2022-04-01 06:19:02 | カムカムエヴリバディ

 「カムカムエヴリバディ」の劇中映画『ベースボール・サムライ』は、現代のアメリカ人が幕末の日本にタイムスリップし、弱小藩の人々とコミュニケーションを取るために、彼らに野球を教える、というものらしい。

 で、思い出したのが、幕末の日本に漂着したアメリカの黒人が、小藩の人々にジャズを教えるさまを描いたこの映画だった。

『ジャズ大名』(86)(1986.7.19.)

 『近頃なぜかチャールストン』(81)から、随分とごぶさたが続いた岡本喜八監督の新作。相変わらずのウイットに富んだ笑いと、アナーキーぶりで健在を示してくれたので、まずは一安心。

 日本の幕末に、ジャズのルーツを持ったアメリカの黒人たちが漂着するなどという、突拍子のなさは、いかにも原作の筒井康隆の世界。だが、その短編から話を膨らませ、アメリカの南北戦争と日本の戊辰戦争という、両国の内戦を、同じ土俵の上で描きながら、それらお国の一大事には全く我関せず、オールナイトのジャムセッション(これがめちゃくちゃ楽しい)に熱中する人々を描くというアナーキーな感じは岡本喜八の世界である。

 随分前の岡本喜八による幕末映画『赤毛』(69)の中で吐かれた「葵が錦に代わっただけじゃないか」という一言に、時の権力に迎合しない、あるいは、権力者が代わったところで、急に世の中がよくなるものでもない、といった諦めの気持ちが込められていたが、そうした精神が、同じ幕末もののせいもあるが、数十年後のこの映画にもつながるところがあった。

 そして、年を取っても、黒澤明のように巨匠然としないで、こうした軽い、B級に毛が生えたような、それでいて抜群に面白く、皮肉の効いた映画が撮れるところが岡本喜八の真骨頂なのだろう。さまざまな出演者の中でも、堅物の家老を演じた財津一郎が絶品だった。

- **課題 1**:
映画評のうち、「日本の幕末に、ジャズのルーツ」を含む語句から始めて「感じは岡本喜八の世界である。」で終わる部分を、一字も変えずに書き写せ。
この映画評と後に続く記録は、互いに関係のない別々の資料である。

- **本問のデータ**:
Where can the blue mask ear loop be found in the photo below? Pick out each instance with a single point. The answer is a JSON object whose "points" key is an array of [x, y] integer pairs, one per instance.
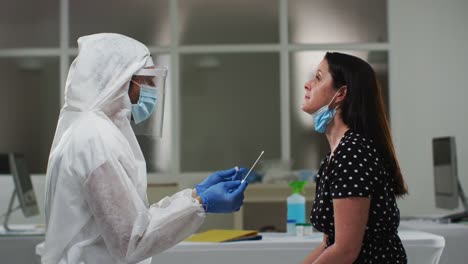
{"points": [[336, 107]]}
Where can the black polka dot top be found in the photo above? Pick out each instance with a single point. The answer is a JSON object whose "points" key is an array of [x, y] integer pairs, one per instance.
{"points": [[357, 170]]}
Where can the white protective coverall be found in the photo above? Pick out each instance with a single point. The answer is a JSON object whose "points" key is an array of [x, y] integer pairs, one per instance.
{"points": [[96, 204]]}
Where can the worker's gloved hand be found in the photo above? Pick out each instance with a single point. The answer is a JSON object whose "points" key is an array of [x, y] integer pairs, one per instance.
{"points": [[240, 175], [224, 197], [217, 177]]}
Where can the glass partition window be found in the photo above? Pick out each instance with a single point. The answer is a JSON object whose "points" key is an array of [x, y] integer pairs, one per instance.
{"points": [[144, 20], [228, 22], [337, 21], [308, 147], [27, 24], [29, 108], [230, 110]]}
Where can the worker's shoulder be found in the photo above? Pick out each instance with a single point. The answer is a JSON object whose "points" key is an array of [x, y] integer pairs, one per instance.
{"points": [[95, 129]]}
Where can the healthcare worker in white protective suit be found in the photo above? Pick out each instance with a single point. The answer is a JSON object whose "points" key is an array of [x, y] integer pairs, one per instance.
{"points": [[96, 204]]}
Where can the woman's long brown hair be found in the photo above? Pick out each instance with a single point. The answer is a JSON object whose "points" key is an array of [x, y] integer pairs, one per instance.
{"points": [[363, 108]]}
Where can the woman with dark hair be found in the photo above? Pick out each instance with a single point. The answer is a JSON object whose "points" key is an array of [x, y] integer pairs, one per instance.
{"points": [[359, 180]]}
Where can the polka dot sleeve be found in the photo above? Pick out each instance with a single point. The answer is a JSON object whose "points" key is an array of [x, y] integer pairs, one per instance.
{"points": [[355, 172]]}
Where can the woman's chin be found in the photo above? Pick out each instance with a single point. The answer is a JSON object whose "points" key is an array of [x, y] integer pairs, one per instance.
{"points": [[304, 108]]}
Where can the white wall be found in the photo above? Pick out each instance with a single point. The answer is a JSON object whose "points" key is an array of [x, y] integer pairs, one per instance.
{"points": [[428, 90], [6, 188]]}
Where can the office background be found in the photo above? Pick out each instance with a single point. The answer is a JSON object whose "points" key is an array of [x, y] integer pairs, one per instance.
{"points": [[236, 72]]}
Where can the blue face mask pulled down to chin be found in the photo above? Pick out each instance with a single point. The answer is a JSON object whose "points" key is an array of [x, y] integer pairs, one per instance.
{"points": [[323, 116], [146, 103]]}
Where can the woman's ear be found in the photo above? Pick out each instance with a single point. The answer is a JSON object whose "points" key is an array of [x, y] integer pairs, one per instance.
{"points": [[342, 92]]}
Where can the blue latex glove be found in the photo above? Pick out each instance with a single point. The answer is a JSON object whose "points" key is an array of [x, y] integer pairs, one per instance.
{"points": [[224, 197], [217, 177]]}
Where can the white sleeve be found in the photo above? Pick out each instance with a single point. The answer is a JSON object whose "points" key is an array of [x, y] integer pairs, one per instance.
{"points": [[131, 231]]}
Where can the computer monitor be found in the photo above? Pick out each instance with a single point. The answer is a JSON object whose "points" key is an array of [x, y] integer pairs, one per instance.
{"points": [[16, 165], [447, 186]]}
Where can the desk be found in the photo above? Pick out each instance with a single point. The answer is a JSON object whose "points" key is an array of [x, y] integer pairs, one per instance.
{"points": [[456, 238], [421, 248]]}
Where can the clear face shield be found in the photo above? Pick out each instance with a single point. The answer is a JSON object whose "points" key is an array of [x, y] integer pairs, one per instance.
{"points": [[148, 112]]}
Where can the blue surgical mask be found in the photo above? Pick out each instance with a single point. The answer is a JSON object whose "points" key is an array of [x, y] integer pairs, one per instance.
{"points": [[323, 116], [146, 103]]}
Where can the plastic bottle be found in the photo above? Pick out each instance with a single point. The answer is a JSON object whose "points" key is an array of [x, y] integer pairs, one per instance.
{"points": [[296, 202]]}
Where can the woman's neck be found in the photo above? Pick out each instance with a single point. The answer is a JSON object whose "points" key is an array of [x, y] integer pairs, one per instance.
{"points": [[335, 131]]}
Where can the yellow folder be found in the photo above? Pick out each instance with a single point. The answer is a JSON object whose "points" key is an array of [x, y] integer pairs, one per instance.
{"points": [[224, 235]]}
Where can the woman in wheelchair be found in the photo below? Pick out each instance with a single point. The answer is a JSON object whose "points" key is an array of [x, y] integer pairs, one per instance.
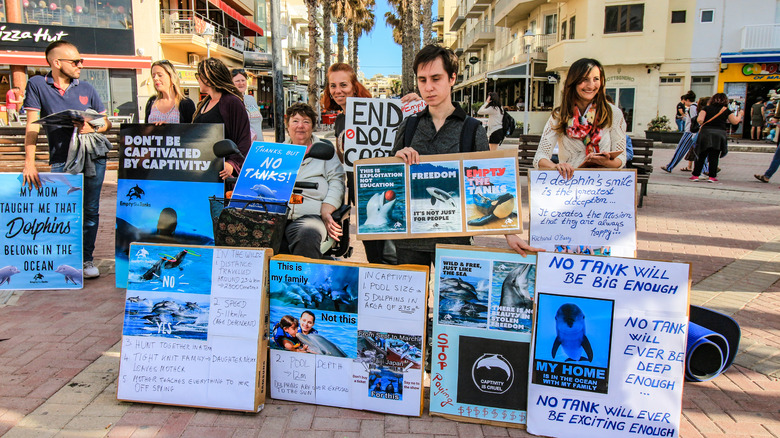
{"points": [[311, 222]]}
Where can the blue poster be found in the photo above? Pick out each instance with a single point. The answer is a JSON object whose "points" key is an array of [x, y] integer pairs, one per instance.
{"points": [[41, 232], [269, 172], [481, 333], [166, 176]]}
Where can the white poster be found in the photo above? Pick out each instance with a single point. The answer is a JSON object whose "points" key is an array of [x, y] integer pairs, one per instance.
{"points": [[608, 347], [593, 213]]}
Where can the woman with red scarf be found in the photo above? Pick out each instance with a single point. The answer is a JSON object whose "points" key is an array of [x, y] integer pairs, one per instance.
{"points": [[589, 131]]}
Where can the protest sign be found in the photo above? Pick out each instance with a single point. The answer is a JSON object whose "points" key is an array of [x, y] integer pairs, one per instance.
{"points": [[268, 172], [481, 333], [166, 175], [347, 335], [592, 213], [369, 130], [444, 195], [193, 329], [41, 231], [609, 346]]}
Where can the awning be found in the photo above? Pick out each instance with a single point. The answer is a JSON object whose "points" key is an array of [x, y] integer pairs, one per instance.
{"points": [[90, 61], [252, 28], [513, 71], [749, 57]]}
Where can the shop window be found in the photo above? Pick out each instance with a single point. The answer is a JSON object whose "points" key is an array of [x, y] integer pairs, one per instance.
{"points": [[624, 18]]}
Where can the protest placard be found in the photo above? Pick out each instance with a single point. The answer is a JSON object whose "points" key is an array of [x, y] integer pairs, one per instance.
{"points": [[193, 330], [608, 346], [444, 195], [592, 213], [369, 130], [268, 173], [41, 232], [158, 165], [348, 335], [481, 334]]}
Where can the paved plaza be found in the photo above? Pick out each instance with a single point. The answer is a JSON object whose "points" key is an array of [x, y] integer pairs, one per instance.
{"points": [[59, 350]]}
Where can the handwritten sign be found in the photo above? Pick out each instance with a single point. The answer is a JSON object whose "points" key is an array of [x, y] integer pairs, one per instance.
{"points": [[371, 125], [592, 213], [157, 164], [193, 327], [481, 333], [444, 195], [347, 335], [609, 343], [269, 172], [41, 232]]}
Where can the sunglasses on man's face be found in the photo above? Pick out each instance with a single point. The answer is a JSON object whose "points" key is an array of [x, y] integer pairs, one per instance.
{"points": [[75, 62]]}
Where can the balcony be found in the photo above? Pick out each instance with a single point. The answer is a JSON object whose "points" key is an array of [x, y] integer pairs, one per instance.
{"points": [[183, 28], [516, 10], [478, 37], [760, 37]]}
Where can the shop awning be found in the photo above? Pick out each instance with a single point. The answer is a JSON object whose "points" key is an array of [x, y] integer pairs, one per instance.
{"points": [[252, 28], [749, 57], [514, 71], [90, 61]]}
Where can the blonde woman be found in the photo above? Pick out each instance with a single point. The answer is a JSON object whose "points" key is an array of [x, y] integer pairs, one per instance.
{"points": [[169, 105]]}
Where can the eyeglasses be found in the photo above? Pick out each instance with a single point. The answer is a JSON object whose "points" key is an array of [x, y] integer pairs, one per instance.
{"points": [[75, 62]]}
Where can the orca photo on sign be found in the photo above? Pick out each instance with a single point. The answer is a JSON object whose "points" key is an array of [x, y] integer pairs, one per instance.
{"points": [[492, 373]]}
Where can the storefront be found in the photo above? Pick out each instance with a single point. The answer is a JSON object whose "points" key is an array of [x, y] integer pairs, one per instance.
{"points": [[745, 77]]}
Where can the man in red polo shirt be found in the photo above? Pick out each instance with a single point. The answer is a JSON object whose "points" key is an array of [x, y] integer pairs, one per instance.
{"points": [[58, 91]]}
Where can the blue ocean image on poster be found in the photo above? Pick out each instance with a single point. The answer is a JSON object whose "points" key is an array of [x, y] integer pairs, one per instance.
{"points": [[435, 197], [34, 257], [174, 212], [269, 172], [336, 336], [166, 315], [596, 319], [527, 283], [381, 198], [314, 285], [170, 268]]}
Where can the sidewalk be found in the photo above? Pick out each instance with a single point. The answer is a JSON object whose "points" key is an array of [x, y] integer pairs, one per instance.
{"points": [[59, 352]]}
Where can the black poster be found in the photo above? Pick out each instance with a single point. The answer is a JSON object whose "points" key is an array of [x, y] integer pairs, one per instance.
{"points": [[35, 38], [493, 373]]}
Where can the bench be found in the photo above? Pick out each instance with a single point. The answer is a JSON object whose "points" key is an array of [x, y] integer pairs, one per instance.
{"points": [[642, 161], [12, 149]]}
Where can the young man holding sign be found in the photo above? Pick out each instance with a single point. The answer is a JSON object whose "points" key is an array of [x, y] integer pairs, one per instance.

- **課題 2**:
記録の「Where can the bench」を含む行から記録の最後までについて、「instance」をすべて「occurrence」に置き換え、その他は一切変えずにその行だけを書き直せ。

- **解答 1**:
日本の幕末に、ジャズのルーツを持ったアメリカの黒人たちが漂着するなどという、突拍子のなさは、いかにも原作の筒井康隆の世界。だが、その短編から話を膨らませ、アメリカの南北戦争と日本の戊辰戦争という、両国の内戦を、同じ土俵の上で描きながら、それらお国の一大事には全く我関せず、オールナイトのジャムセッション(これがめちゃくちゃ楽しい)に熱中する人々を描くというアナーキーな感じは岡本喜八の世界である。

- **解答 2**:
Where can the bench be found in the photo above? Pick out each occurrence with a single point. The answer is a JSON object whose "points" key is an array of [x, y] integer pairs, one per occurrence.
{"points": [[642, 161], [12, 149]]}
Where can the young man holding sign be found in the photo above? Pick out each occurrence with a single point. The answer is a JSON object whose "points" key is an array of [x, y] integer pairs, one per occurrence.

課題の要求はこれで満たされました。